* Task details
Although the data below holds other lines too, output only those from the line with "Category under review: bald" up to and including the line with "Category under review: audience", exactly as they appear.

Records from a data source
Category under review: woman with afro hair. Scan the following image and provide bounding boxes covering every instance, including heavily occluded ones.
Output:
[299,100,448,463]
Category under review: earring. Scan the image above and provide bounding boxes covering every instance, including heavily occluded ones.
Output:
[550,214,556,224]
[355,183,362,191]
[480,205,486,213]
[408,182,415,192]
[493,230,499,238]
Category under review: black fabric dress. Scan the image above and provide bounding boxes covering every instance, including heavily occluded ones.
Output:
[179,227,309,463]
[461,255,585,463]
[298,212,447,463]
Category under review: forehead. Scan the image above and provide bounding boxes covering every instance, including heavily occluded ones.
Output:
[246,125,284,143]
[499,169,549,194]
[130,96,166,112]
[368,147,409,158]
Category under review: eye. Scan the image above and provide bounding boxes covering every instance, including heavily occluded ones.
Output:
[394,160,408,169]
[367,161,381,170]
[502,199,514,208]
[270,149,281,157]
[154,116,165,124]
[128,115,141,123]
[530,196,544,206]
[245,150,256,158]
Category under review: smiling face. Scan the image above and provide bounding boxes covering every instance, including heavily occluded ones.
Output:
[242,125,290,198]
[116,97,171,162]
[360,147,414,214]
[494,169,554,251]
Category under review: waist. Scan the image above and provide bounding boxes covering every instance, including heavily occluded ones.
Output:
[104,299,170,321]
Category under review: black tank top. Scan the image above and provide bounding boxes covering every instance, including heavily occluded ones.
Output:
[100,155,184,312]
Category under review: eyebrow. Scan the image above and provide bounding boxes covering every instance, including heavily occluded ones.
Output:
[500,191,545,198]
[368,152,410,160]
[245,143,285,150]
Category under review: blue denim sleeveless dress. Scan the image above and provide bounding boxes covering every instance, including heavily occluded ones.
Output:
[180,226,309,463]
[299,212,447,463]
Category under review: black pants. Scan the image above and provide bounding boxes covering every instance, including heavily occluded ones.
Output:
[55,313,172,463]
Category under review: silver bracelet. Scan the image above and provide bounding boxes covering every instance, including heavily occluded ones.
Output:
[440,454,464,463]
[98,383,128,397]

...

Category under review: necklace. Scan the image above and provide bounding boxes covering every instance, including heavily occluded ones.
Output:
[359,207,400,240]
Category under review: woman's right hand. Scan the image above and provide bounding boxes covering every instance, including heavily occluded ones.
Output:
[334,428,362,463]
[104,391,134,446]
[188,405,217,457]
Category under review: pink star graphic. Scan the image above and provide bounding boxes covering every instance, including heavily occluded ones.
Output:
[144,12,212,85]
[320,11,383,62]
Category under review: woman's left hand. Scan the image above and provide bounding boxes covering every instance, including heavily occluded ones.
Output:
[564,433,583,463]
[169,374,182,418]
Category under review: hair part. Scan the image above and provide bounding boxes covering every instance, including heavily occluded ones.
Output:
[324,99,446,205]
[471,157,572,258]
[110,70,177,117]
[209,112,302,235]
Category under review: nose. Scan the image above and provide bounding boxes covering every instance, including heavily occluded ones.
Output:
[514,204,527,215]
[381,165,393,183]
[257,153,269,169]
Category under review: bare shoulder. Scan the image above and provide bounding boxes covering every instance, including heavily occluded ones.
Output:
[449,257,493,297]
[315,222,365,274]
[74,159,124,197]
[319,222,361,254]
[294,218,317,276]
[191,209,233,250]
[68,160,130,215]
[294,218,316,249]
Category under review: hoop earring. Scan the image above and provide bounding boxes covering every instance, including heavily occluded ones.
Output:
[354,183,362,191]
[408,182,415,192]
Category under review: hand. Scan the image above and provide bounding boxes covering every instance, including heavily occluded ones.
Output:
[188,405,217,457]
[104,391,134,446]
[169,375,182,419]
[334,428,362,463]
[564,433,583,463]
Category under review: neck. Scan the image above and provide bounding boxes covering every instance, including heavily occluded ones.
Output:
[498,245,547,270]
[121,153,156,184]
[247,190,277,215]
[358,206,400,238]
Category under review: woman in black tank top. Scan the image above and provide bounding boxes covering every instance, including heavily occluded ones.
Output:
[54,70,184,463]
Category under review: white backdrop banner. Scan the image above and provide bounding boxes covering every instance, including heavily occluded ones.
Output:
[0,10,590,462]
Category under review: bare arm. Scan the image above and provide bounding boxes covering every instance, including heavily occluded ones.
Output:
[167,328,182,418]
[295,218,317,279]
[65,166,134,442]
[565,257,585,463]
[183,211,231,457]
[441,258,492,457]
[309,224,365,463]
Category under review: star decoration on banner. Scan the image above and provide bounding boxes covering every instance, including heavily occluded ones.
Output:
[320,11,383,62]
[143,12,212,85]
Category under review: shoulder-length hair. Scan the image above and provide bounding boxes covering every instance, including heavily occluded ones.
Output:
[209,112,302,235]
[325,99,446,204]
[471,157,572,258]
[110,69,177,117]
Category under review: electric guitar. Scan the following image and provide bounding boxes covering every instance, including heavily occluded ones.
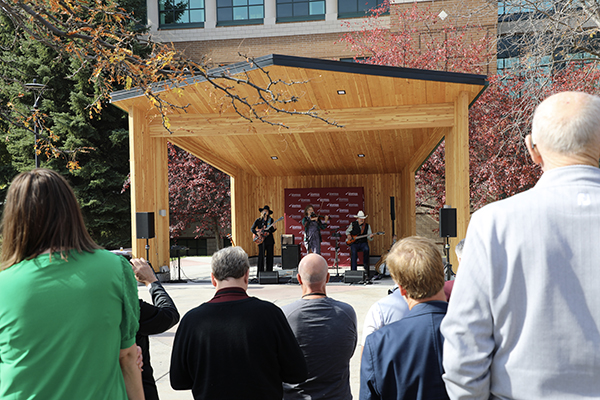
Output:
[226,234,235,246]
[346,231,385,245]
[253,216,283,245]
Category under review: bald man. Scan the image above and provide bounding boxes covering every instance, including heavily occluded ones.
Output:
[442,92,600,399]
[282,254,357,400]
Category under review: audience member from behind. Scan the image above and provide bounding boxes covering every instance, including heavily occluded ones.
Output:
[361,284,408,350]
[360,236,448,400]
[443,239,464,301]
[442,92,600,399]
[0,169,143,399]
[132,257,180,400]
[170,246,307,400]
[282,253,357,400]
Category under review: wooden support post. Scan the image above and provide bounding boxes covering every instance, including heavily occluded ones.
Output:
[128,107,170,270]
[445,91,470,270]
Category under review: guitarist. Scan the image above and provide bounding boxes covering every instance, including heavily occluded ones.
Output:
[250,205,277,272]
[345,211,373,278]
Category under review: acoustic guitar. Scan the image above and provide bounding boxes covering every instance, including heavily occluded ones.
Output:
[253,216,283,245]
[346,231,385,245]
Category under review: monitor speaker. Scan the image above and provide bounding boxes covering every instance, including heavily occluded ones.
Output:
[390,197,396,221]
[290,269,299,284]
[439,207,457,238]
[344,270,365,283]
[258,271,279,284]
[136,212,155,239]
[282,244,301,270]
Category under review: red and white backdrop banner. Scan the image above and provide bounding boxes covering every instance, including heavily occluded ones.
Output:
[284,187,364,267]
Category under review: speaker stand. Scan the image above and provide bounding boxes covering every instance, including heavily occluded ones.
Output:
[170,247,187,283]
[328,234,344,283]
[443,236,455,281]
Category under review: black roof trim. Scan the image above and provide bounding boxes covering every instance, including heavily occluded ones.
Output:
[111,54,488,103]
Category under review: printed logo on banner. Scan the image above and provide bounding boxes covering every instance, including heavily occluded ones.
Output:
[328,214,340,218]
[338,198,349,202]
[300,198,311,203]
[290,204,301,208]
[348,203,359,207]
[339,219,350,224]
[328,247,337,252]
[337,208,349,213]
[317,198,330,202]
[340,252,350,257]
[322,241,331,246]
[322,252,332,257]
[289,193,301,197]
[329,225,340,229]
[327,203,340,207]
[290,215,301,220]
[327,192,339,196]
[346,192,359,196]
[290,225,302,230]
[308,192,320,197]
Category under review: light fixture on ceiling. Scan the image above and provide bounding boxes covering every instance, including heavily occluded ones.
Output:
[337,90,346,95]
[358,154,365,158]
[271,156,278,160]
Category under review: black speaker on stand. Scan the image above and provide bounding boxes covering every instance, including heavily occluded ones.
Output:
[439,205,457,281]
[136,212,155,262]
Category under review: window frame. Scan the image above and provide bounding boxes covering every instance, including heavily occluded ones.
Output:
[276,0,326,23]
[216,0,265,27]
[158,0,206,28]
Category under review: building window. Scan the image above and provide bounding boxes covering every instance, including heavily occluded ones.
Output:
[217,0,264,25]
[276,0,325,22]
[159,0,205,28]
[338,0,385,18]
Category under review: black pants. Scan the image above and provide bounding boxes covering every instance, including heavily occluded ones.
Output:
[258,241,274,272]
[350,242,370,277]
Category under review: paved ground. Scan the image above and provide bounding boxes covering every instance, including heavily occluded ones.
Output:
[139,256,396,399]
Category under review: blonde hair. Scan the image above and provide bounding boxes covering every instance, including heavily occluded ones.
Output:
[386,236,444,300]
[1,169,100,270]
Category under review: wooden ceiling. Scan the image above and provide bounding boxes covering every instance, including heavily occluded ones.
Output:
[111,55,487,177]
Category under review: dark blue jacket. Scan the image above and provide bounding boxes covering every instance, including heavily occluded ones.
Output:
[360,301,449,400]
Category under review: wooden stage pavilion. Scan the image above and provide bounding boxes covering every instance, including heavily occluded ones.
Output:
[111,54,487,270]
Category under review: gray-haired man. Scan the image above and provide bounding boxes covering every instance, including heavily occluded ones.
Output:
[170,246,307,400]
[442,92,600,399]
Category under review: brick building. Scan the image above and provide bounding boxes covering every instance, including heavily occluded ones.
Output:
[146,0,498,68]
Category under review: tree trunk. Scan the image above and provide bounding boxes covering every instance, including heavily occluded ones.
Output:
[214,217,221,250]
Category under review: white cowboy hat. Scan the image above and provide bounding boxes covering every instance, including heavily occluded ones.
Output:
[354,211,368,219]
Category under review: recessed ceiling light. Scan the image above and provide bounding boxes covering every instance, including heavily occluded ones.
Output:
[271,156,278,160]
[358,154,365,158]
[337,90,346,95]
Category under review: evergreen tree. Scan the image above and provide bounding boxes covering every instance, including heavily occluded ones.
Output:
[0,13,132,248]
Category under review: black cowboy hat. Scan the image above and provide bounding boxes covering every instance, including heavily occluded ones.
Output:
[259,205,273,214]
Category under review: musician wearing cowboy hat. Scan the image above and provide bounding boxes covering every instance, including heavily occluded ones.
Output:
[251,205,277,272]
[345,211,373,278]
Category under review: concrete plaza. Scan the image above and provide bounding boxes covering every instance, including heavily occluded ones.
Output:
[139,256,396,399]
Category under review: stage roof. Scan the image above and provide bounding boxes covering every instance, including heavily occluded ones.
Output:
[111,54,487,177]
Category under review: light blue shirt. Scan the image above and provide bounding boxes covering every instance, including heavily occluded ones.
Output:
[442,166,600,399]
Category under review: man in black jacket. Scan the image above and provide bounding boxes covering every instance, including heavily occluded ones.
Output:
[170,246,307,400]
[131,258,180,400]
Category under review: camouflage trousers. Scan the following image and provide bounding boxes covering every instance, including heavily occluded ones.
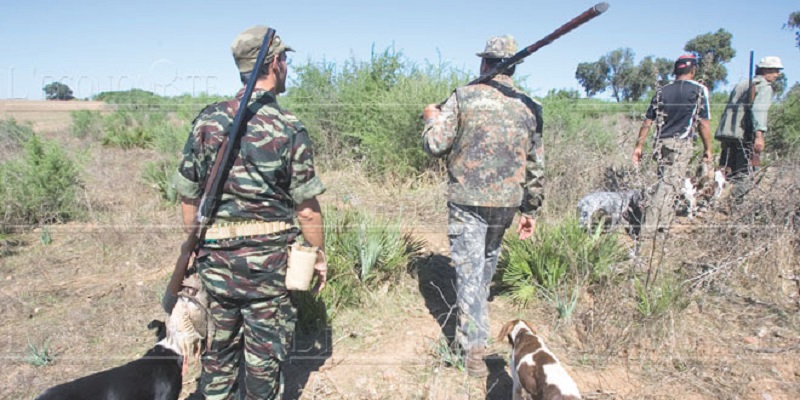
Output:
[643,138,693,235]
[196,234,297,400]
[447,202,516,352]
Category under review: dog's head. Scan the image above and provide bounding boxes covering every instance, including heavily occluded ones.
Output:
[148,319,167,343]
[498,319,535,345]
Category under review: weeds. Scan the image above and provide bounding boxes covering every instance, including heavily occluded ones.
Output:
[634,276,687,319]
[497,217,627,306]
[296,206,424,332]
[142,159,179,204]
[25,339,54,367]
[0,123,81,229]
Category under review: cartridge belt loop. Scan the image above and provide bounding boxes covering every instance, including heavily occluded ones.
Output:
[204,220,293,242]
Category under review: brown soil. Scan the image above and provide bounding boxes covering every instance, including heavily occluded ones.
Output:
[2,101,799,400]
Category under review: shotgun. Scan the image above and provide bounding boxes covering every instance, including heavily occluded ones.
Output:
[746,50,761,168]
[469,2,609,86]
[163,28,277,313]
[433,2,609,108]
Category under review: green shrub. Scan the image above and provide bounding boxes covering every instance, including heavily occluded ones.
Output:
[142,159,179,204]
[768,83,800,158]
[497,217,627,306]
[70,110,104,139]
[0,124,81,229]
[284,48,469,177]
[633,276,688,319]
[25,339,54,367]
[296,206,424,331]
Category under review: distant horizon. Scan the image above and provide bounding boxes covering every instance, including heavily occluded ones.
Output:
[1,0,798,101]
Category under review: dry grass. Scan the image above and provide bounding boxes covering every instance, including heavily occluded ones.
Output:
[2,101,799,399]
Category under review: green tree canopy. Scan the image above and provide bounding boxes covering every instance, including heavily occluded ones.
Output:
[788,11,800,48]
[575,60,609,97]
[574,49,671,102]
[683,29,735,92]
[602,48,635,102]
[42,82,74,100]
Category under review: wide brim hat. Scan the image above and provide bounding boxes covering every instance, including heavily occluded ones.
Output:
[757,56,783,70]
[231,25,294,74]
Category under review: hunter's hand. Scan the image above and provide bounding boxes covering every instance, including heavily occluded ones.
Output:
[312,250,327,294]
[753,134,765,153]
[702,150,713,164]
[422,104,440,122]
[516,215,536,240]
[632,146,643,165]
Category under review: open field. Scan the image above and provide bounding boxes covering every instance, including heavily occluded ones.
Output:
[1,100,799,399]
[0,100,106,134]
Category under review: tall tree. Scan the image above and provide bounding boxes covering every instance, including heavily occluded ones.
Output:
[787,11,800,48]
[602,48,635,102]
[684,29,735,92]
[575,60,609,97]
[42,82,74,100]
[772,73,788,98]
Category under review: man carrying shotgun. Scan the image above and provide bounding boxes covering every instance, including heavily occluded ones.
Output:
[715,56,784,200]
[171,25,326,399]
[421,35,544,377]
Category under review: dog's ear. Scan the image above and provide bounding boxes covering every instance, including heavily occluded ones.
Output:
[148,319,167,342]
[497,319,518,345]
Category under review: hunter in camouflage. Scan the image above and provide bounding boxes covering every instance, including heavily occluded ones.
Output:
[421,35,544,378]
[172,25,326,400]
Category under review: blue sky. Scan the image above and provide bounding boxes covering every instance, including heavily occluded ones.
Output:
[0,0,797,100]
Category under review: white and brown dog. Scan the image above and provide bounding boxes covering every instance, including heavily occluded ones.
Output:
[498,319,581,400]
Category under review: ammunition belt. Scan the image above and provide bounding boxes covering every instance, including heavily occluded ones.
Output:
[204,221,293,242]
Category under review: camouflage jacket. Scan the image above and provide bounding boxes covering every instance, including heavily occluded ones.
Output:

* Written response
Category under review: bald man. Scan the image above and provide bounding boxes covering every instance, including heavily occluded ones.
Output:
[442,92,600,399]
[282,254,357,400]
Category under review: audience member from behind. Scan the image above and provide bounding boxes covering every instance, including heavily occluded ones.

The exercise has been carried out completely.